## HOW TO COMPLETE THIS TASK
Repeat exactly the lines from the start of the material below up to and including the "Query: slender tree trunk" line.

Content starts

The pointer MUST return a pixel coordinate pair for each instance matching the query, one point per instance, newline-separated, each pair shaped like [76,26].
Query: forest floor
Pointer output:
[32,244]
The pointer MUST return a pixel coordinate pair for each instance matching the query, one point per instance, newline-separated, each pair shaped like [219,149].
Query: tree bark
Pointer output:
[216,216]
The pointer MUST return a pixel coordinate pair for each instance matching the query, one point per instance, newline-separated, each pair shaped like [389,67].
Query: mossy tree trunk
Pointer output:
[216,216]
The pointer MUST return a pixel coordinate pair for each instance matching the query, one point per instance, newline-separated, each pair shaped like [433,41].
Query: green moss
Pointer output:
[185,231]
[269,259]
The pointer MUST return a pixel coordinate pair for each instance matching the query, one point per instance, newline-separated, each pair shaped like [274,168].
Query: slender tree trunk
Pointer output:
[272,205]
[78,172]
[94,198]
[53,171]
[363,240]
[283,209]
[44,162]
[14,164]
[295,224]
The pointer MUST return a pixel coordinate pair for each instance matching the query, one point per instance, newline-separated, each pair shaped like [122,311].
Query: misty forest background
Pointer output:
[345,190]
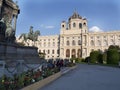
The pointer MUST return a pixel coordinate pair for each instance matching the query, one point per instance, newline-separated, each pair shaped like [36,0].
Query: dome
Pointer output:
[75,16]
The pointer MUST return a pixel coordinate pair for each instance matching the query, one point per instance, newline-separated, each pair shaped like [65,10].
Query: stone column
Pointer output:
[14,22]
[2,66]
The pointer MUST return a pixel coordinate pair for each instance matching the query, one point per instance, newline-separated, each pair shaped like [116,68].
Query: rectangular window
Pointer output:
[52,51]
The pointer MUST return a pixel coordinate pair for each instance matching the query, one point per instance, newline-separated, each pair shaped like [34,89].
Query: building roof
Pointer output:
[75,16]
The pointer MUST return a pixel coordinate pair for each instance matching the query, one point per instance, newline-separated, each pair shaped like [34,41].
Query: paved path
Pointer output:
[88,77]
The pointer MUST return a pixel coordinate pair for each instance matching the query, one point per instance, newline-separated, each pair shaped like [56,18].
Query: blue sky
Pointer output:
[46,15]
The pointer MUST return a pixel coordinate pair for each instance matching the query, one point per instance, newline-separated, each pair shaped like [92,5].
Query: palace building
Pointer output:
[74,40]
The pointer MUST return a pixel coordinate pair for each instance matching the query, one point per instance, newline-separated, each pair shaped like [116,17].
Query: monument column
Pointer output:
[14,22]
[1,1]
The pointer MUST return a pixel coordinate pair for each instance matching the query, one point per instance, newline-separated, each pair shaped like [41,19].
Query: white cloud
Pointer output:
[49,27]
[95,29]
[46,27]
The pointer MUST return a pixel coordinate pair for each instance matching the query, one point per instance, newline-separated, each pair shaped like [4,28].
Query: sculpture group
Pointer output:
[31,35]
[7,33]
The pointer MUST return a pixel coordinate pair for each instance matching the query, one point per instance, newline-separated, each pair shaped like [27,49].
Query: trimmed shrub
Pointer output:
[94,56]
[100,58]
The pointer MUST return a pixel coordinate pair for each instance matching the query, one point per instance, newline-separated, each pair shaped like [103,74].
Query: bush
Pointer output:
[112,56]
[94,55]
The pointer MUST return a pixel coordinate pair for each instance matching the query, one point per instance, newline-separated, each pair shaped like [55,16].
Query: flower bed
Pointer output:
[25,78]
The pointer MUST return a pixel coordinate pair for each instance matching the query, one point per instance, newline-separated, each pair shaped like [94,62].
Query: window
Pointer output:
[92,43]
[91,37]
[48,51]
[52,51]
[67,37]
[99,43]
[67,53]
[79,42]
[43,51]
[48,44]
[80,25]
[58,51]
[68,43]
[98,37]
[104,36]
[44,44]
[69,25]
[112,42]
[84,24]
[105,42]
[73,42]
[74,25]
[53,43]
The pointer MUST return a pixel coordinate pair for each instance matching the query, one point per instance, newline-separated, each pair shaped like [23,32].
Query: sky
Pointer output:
[47,15]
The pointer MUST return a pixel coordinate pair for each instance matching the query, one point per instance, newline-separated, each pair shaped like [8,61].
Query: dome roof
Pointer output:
[75,16]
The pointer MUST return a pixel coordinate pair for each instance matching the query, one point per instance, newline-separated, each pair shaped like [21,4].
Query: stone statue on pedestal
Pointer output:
[2,30]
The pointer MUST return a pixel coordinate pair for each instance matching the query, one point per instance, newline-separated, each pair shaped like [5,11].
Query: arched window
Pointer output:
[73,42]
[112,42]
[79,42]
[73,53]
[52,51]
[68,43]
[70,26]
[84,24]
[67,53]
[74,24]
[63,26]
[105,43]
[44,44]
[92,43]
[48,51]
[80,25]
[98,43]
[48,44]
[79,53]
[53,43]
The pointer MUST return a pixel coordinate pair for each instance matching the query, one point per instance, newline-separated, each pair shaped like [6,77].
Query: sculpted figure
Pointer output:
[2,29]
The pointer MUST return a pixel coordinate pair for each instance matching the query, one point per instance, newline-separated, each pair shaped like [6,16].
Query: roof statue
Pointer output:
[75,16]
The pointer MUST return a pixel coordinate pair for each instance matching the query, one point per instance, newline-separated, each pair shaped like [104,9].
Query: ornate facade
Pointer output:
[75,40]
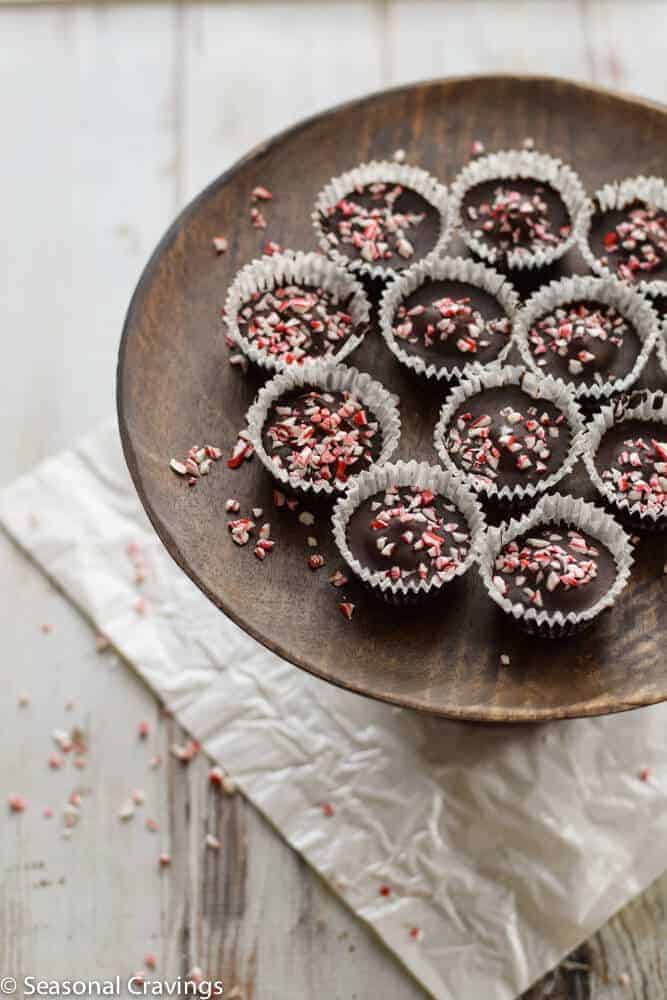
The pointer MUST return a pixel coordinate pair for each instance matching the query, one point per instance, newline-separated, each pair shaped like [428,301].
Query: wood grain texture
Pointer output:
[169,128]
[176,387]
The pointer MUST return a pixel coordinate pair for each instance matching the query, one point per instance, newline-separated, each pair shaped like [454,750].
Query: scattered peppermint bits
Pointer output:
[637,244]
[548,567]
[346,609]
[197,463]
[370,221]
[185,753]
[321,436]
[504,435]
[515,216]
[582,340]
[257,218]
[409,533]
[294,322]
[636,469]
[453,324]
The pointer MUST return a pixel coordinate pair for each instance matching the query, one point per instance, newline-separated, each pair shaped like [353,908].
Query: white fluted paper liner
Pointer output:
[609,291]
[452,269]
[580,515]
[413,473]
[382,404]
[298,268]
[378,172]
[539,387]
[618,195]
[514,165]
[642,405]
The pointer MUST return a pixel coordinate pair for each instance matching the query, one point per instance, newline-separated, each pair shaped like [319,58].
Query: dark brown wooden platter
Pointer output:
[175,388]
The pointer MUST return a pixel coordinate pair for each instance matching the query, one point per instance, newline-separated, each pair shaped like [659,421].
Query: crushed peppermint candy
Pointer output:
[197,462]
[637,245]
[377,222]
[635,465]
[553,567]
[503,433]
[409,532]
[450,325]
[294,322]
[271,248]
[583,341]
[515,216]
[242,451]
[321,436]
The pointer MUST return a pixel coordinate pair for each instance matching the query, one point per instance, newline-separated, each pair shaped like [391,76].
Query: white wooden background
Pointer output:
[113,117]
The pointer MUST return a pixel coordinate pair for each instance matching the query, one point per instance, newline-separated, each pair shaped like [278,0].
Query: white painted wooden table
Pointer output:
[113,117]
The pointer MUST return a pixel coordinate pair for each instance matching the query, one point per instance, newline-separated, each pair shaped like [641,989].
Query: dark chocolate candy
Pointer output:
[585,343]
[632,460]
[295,322]
[516,214]
[320,435]
[631,242]
[383,224]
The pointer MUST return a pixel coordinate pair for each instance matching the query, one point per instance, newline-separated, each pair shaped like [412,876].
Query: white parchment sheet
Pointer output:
[506,846]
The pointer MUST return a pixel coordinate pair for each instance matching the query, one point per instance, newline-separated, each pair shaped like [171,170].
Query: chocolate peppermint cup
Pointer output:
[382,217]
[556,569]
[443,316]
[520,209]
[626,458]
[290,307]
[625,230]
[316,426]
[511,434]
[594,333]
[407,528]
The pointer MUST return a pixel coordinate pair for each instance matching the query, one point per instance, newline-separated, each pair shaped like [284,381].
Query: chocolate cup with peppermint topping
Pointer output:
[314,427]
[624,230]
[519,209]
[291,307]
[511,434]
[443,317]
[381,217]
[557,568]
[625,452]
[596,334]
[407,528]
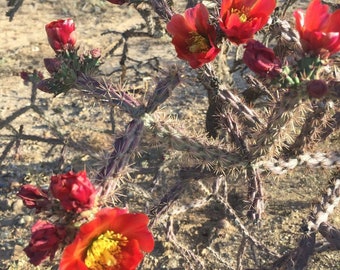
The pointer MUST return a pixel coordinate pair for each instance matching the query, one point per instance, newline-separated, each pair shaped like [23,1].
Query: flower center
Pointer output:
[105,251]
[241,13]
[198,43]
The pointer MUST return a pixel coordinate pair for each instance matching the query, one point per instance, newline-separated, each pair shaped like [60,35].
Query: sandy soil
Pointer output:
[202,235]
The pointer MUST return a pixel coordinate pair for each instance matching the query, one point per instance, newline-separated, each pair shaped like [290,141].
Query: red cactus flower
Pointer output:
[74,191]
[114,239]
[319,30]
[261,60]
[118,2]
[193,37]
[44,242]
[241,19]
[61,35]
[33,197]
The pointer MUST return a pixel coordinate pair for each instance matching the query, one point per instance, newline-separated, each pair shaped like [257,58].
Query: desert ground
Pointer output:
[75,131]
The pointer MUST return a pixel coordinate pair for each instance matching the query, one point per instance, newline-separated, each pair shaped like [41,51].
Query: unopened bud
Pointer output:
[317,88]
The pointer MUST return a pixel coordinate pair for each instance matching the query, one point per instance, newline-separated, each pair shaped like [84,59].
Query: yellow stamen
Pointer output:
[198,43]
[105,251]
[241,13]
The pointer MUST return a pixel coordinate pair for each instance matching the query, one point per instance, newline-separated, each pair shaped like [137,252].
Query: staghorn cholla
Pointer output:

Content ends

## COMPLETED TASK
The pointer MUST return a pixel coordinate pair for each instance matching the query, one point per instance, newline-separated, each pair shaped like [76,26].
Query: forest floor
Pointer output:
[32,244]
The pointer MUST return a pixel coordinate pair for each instance matching the query, one point per instance, newline-separated, each pair shaped like [219,149].
Query: tree bark
Pointer output:
[216,216]
The pointer MUST return a pixel coordinate pair for each instance matching the query, one point per instance, newline-separated, each pair shaped like [389,67].
Query: mossy tree trunk
Pointer output:
[216,216]
The pointer MUST return a pixel coordinate pair for each instance matching the query, one point per instance, newline-separated, each pair shaped like [433,41].
Query: green moss
Pointer output:
[185,231]
[269,259]
The pointer MUST return a pixel coordinate pair for each instance matching the query, one point per instance, newline-separated, each pair shaped like [274,168].
Query: slender tree trunk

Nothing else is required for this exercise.